**CONSIGNE:**
Reportez toutes les lignes ci-dessous dans un tableau Markdown à deux colonnes, « Numéro » et « Ligne », en omettant les lignes vides. Ne faites figurer aucune image dans la réponse.

↓

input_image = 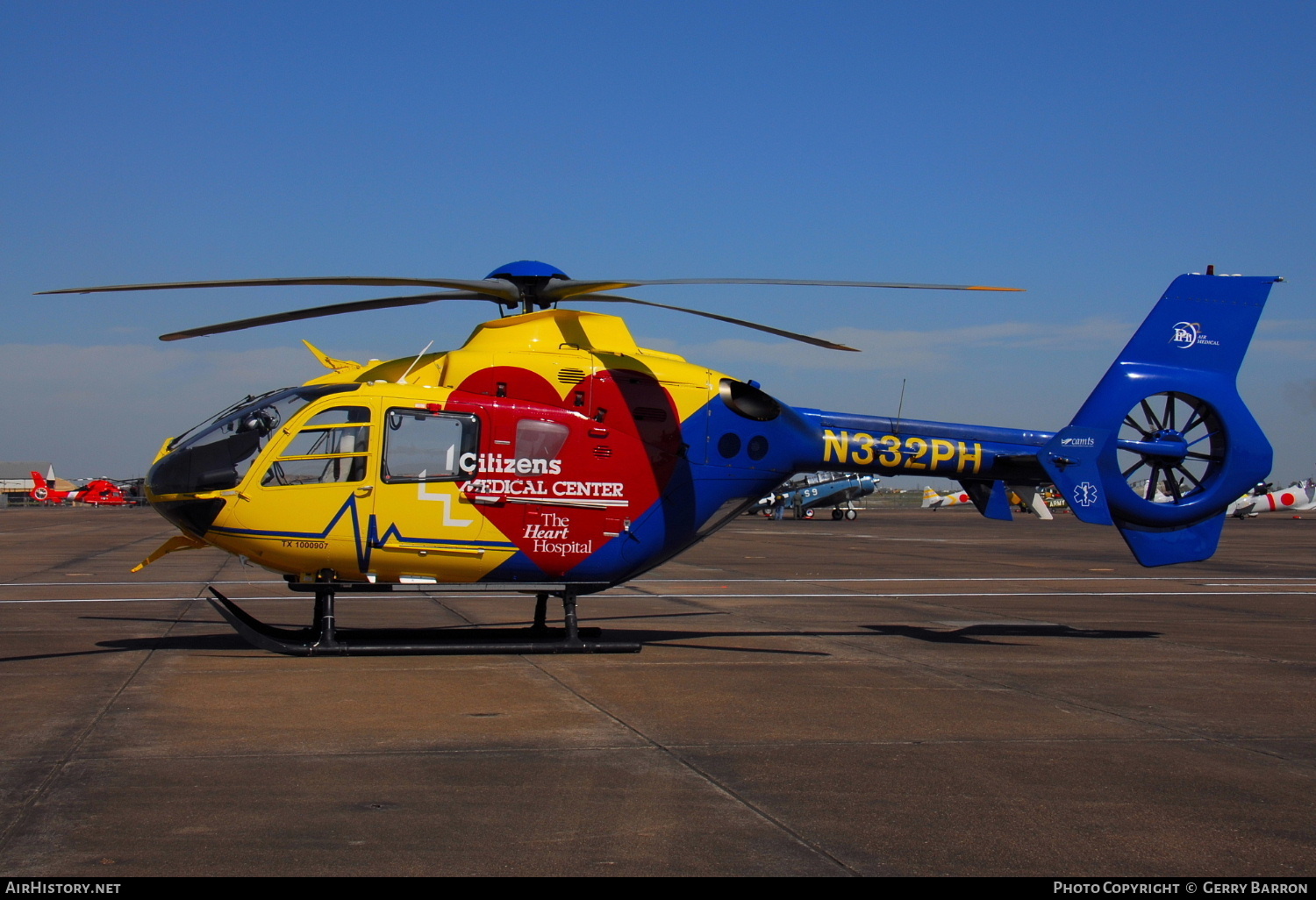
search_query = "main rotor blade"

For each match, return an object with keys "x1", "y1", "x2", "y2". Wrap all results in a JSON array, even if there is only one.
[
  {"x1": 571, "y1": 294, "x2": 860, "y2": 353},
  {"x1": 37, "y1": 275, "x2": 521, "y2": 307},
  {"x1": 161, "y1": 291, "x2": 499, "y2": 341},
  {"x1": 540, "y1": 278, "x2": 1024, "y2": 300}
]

↑

**RÉSULTAT OBTENU:**
| Numéro | Ligne |
|---|---|
| 1 | input_image =  |
| 2 | search_query = "main rotor blade" |
| 3 | For each match, return an object with keys "x1", "y1", "x2", "y2". Wrap all results in a JSON array, even if there is only one. |
| 4 | [ |
| 5 |   {"x1": 571, "y1": 294, "x2": 860, "y2": 353}, |
| 6 |   {"x1": 37, "y1": 275, "x2": 521, "y2": 307}, |
| 7 |   {"x1": 161, "y1": 291, "x2": 499, "y2": 341}, |
| 8 |   {"x1": 540, "y1": 278, "x2": 1024, "y2": 300} |
| 9 | ] |